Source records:
=====

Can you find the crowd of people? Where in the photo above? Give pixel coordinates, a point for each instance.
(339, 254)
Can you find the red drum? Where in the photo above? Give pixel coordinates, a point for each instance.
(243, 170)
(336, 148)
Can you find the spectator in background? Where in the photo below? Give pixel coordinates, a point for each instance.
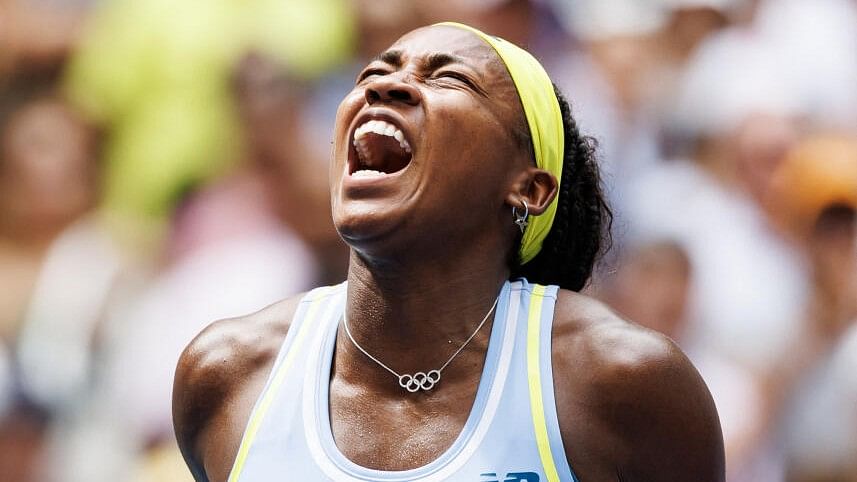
(47, 186)
(652, 287)
(155, 74)
(815, 199)
(750, 285)
(257, 233)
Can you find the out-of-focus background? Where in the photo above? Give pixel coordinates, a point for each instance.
(164, 164)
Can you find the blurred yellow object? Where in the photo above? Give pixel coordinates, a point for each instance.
(163, 463)
(819, 172)
(156, 74)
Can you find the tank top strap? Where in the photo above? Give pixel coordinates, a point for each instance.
(539, 305)
(316, 308)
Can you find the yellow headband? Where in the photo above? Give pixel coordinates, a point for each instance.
(541, 108)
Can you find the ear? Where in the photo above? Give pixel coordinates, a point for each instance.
(537, 187)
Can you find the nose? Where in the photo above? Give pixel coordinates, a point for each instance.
(392, 89)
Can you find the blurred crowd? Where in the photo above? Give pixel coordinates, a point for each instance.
(164, 164)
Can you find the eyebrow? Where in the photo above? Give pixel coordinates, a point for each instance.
(392, 57)
(433, 61)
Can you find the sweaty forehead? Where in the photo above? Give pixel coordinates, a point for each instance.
(426, 43)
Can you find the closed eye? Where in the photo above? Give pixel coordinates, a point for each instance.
(453, 75)
(458, 77)
(368, 73)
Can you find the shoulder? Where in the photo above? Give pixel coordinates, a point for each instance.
(218, 377)
(655, 415)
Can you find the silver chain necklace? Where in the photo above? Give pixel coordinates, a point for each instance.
(419, 380)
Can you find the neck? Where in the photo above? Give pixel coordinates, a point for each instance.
(414, 316)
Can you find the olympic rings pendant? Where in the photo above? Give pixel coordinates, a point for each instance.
(419, 381)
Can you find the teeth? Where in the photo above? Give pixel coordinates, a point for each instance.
(384, 129)
(367, 173)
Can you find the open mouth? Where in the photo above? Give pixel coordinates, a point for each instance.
(379, 149)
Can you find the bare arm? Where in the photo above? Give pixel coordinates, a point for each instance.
(218, 378)
(632, 406)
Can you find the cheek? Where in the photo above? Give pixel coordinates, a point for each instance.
(348, 108)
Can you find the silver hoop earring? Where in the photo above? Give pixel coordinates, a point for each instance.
(521, 219)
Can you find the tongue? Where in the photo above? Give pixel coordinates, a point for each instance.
(381, 153)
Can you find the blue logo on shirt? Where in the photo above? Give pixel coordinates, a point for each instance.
(511, 477)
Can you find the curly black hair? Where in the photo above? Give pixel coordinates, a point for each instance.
(580, 234)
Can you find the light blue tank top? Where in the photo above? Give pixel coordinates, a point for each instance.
(511, 434)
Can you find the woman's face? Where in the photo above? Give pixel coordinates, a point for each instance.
(426, 143)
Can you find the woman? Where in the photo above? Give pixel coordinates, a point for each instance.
(452, 154)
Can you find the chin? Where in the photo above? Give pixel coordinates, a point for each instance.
(362, 225)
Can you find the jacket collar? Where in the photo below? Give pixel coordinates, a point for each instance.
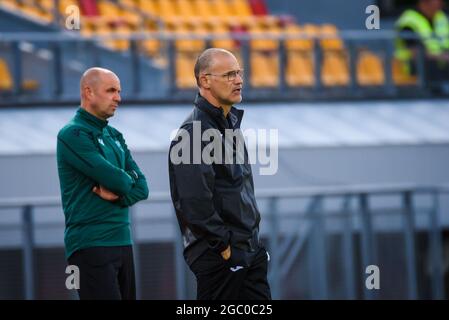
(235, 115)
(91, 119)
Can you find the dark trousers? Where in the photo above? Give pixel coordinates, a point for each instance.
(106, 273)
(242, 277)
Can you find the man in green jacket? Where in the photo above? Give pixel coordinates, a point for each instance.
(425, 26)
(99, 180)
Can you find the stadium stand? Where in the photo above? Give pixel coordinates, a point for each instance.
(221, 20)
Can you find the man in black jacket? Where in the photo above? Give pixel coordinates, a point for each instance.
(213, 191)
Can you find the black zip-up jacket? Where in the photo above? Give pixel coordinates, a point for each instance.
(214, 203)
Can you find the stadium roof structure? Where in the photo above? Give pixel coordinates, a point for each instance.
(33, 131)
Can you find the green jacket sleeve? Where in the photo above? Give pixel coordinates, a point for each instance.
(140, 190)
(79, 150)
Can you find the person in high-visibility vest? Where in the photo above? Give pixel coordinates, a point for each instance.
(430, 26)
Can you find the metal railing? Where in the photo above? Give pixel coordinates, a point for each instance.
(285, 247)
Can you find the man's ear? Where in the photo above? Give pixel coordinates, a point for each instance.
(88, 91)
(204, 81)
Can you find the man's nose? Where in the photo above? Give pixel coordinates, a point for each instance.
(238, 78)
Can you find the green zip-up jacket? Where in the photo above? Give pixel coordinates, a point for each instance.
(91, 153)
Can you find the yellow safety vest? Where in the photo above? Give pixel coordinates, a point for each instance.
(435, 40)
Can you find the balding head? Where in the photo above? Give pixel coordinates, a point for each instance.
(100, 92)
(92, 77)
(207, 59)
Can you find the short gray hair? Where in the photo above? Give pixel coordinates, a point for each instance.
(205, 60)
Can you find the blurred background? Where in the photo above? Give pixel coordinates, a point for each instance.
(362, 117)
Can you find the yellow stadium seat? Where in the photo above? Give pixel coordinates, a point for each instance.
(6, 81)
(225, 41)
(262, 42)
(148, 7)
(331, 40)
(300, 69)
(264, 70)
(334, 69)
(10, 4)
(184, 44)
(185, 64)
(304, 44)
(152, 46)
(370, 69)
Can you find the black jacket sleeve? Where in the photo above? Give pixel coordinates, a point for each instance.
(192, 187)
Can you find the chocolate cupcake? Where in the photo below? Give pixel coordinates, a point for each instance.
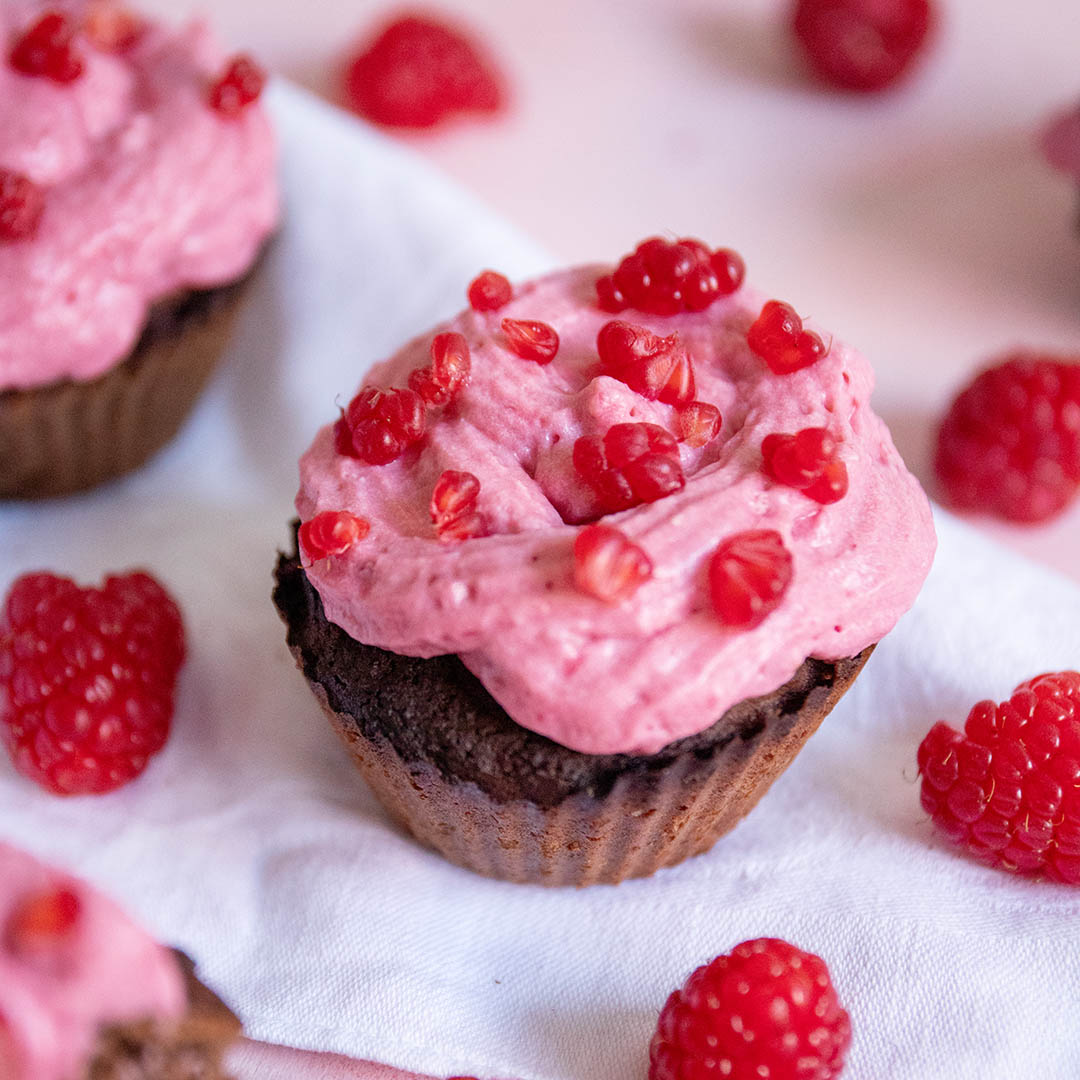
(577, 596)
(137, 188)
(85, 993)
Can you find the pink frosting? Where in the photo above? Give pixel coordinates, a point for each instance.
(637, 675)
(109, 971)
(148, 191)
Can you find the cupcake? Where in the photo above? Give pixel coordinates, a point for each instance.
(580, 571)
(137, 188)
(85, 993)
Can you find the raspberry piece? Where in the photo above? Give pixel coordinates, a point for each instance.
(807, 461)
(1008, 788)
(454, 507)
(663, 278)
(417, 72)
(862, 44)
(238, 88)
(699, 423)
(489, 291)
(1010, 443)
(530, 339)
(86, 679)
(331, 532)
(22, 204)
(767, 1009)
(449, 369)
(777, 337)
(607, 565)
(46, 49)
(631, 464)
(748, 575)
(380, 426)
(658, 368)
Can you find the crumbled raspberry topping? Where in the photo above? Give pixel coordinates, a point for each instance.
(1008, 788)
(418, 72)
(46, 49)
(663, 278)
(807, 461)
(658, 368)
(86, 679)
(22, 204)
(1010, 443)
(631, 464)
(748, 575)
(766, 1011)
(862, 44)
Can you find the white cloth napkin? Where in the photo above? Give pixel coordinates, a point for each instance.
(253, 844)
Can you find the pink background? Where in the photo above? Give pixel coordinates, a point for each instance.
(921, 225)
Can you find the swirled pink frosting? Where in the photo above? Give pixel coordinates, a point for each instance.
(633, 676)
(148, 191)
(108, 971)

=====

**Exercise prompt**: Please retype every record shown above, exactly as written, but without pictures.

**Output for this exercise**:
Can you find the crowd of people? Where in the photo above? Give pixel coordinates, a point for each instance.
(339, 254)
Can you find the red drum? Where in the photo above? Give pixel coordinates, a point for each instance.
(243, 170)
(336, 148)
Can you find the spectator in background? Where in the photo below? Give pixel coordinates, a point for each instance.
(47, 186)
(652, 287)
(155, 74)
(815, 199)
(750, 285)
(257, 233)
Can you find the out-of-focus background? Where in the photo above? Give pixel coordinates, a point for each instance.
(164, 164)
Can you find the blurred yellow object? Where in the photo above? Give pixel coordinates, a point for each instance.
(163, 463)
(819, 172)
(156, 74)
Can you find the tank top strap? Where in the photo above? Give pixel coordinates, a point for each instance.
(539, 305)
(316, 308)
Can you find the yellow headband? Where in the photo above? Give pixel coordinates, a point for each instance.
(541, 108)
Can you find the ear? Where in the photo above? Give pixel coordinates, a point for each instance.
(537, 187)
Can you find the nose? Where in the photo above? Give pixel coordinates, a point for each instance.
(392, 89)
Can you find the blurred crowd? Where in the photo above? Give pixel coordinates, a point for each instance.
(164, 164)
Can you find the eyebrow? Where in the photo above? Give pixel coordinates, a point for each instance.
(392, 57)
(433, 61)
Can you find the sweaty forehead? Where in the photo above? Give pixel coordinates, a point for each instance.
(426, 43)
Can you find the closed eye? Where in the photo above? Give pixel coordinates, a point for each instance.
(453, 75)
(458, 77)
(368, 73)
Can you find the shoulder? Where in the photo above? Give pixel coordinates, a point for each instance.
(218, 377)
(655, 415)
Can you find the silver chain necklace? Where in the photo above? Give pixel coordinates, a point for each instance.
(419, 380)
Can you find the neck? Where in the photo above? Give pixel coordinates, a point for each instance.
(414, 316)
Can you find the olympic rings pendant? Where in the photo above? Give pixel coordinates, a point for each instance.
(419, 381)
Can you find the teeth? Where in the photo above? Give pixel coordinates, a point for each instance.
(384, 129)
(367, 173)
Can you find the open mouth? Where in the photo above? Give pixel coordinates, a point for each instance.
(379, 149)
Can you find the bare arm? Where in the photo above? Give pixel coordinates, a point for each instance.
(218, 378)
(632, 406)
Can you find the cheek? Where in the photo above? Give pixel coordinates, a point for each instance.
(348, 108)
Can you find the silver hoop earring? Where in the photo above? Give pixel coordinates, a point for each instance.
(521, 219)
Can you find the tongue? Where in the photo above? Give pixel coordinates, a point for each instance.
(381, 153)
Can you find the blue logo on shirt? Where in the photo above? Give pixel coordinates, a point for each instance.
(511, 477)
Can you find the curly black hair? Where in the photo above? Give pixel coordinates, a point for each instance.
(580, 234)
Can you find the light blue tank top? Where in the photo above? Give pixel coordinates, a point for each instance.
(511, 434)
Can you find the woman's face? Where in the photo above? Give pixel coordinates, a point for each instance.
(426, 143)
Can you find the woman? Where in the photo above? Give pixel coordinates, a point for each instance.
(452, 154)
Can you find the chin? Where in the photo above? Give pixel coordinates, a point for each instance.
(362, 225)
Can you find the jacket collar? Where in the photo below? Give pixel coordinates, a point for each instance.
(235, 115)
(91, 119)
Can you find the dark trousers? Where in the photo above? Give pixel coordinates, a point for each instance.
(106, 273)
(242, 277)
Can you find the man in green jacket? Where in the photo above? Give pixel coordinates, a point for each instance.
(425, 26)
(99, 180)
Can you find the stadium stand? Where in the photo above? Give pixel coordinates, a point for each instance.
(221, 20)
Can you find the man in black jacket? Where in the photo above? Give pixel coordinates, a point for each instance.
(213, 191)
Can you find the black zip-up jacket? Where in the photo above? Give pixel coordinates, a point for each instance.
(214, 203)
Can you find the stadium roof structure? Where in the photo above? Give pixel coordinates, a point for each instance.
(33, 131)
Can you find the green jacket sleeve? Where in the photo above? Give pixel coordinates, a point for each instance.
(140, 190)
(79, 150)
Can you find the person in high-visibility vest? Where in the photo above? Give pixel coordinates, a point for each instance.
(430, 26)
Can you find the metal railing? Where in the photo above? Give pixel coordinates, a point for each instance.
(285, 247)
Can you find the man's ear? Where in the photo above? Give pixel coordinates, a point for each instance.
(88, 91)
(204, 81)
Can you find the man's nose? Where in the photo above? Give pixel coordinates, a point for each instance.
(238, 78)
Can you find the green zip-up jacket? Where in the photo above? Give pixel coordinates, a point for each instance.
(91, 153)
Can you find the yellow safety vest? Where in the photo above? Give pixel coordinates, a point for each instance.
(435, 40)
Can you find the balding head? Where in the photo above? Give pixel coordinates, a point for each instance.
(100, 92)
(92, 77)
(207, 59)
Can you find the short gray hair? Where in the photo above? Give pixel coordinates, a point for each instance.
(205, 60)
Can you find the blurred background? Where in the photo above? Give pixel coordinates, a point for each instance.
(362, 117)
Can you find the yellow stadium seat? Where in the photo above? Give pixel coordinates, a point for each instance.
(6, 81)
(225, 41)
(262, 42)
(148, 7)
(331, 40)
(300, 69)
(264, 70)
(334, 69)
(10, 4)
(184, 44)
(185, 64)
(304, 44)
(152, 46)
(370, 69)
Can you find the black jacket sleeve? Where in the photo above? Give pixel coordinates, a point for each instance.
(192, 187)
Can you find the chocolate cupcake? Where in the photo below? Give pixel coordinates, a point for each instance.
(577, 596)
(137, 188)
(85, 993)
Can you find the pink frosting? Where in the photo above? Give pixel coordinates, a point for each instance.
(637, 675)
(109, 971)
(148, 191)
Can you find the cupcake? Where in the photo above? Give pixel coordinates, a point for each instance.
(580, 571)
(137, 188)
(85, 993)
Can you find the raspberry piece? Where in the photo above? Give pixel coordinates, a point for each instance.
(807, 461)
(1008, 788)
(454, 507)
(663, 278)
(417, 72)
(862, 44)
(238, 88)
(699, 423)
(489, 291)
(1010, 443)
(530, 339)
(86, 679)
(331, 532)
(22, 204)
(767, 1009)
(449, 369)
(777, 337)
(607, 565)
(46, 49)
(631, 464)
(748, 575)
(380, 426)
(658, 368)
Can you find the crumbled raspberry topping? Where in the photo above? Give pixel coordinates, a point for each instance.
(1008, 788)
(418, 72)
(46, 49)
(663, 278)
(807, 461)
(658, 368)
(86, 679)
(22, 204)
(1010, 443)
(631, 464)
(748, 575)
(766, 1011)
(862, 44)
Can you find the white cloth napkin? Where in the photo above? Give pixel coordinates, a point for each instance.
(253, 844)
Can you find the pink background? Where in the photo above? Give pixel coordinates, a point for each instance.
(921, 225)
Can you find the swirled pink frosting? Where in the photo above? Give pixel coordinates, a point for each instance.
(633, 676)
(148, 191)
(108, 971)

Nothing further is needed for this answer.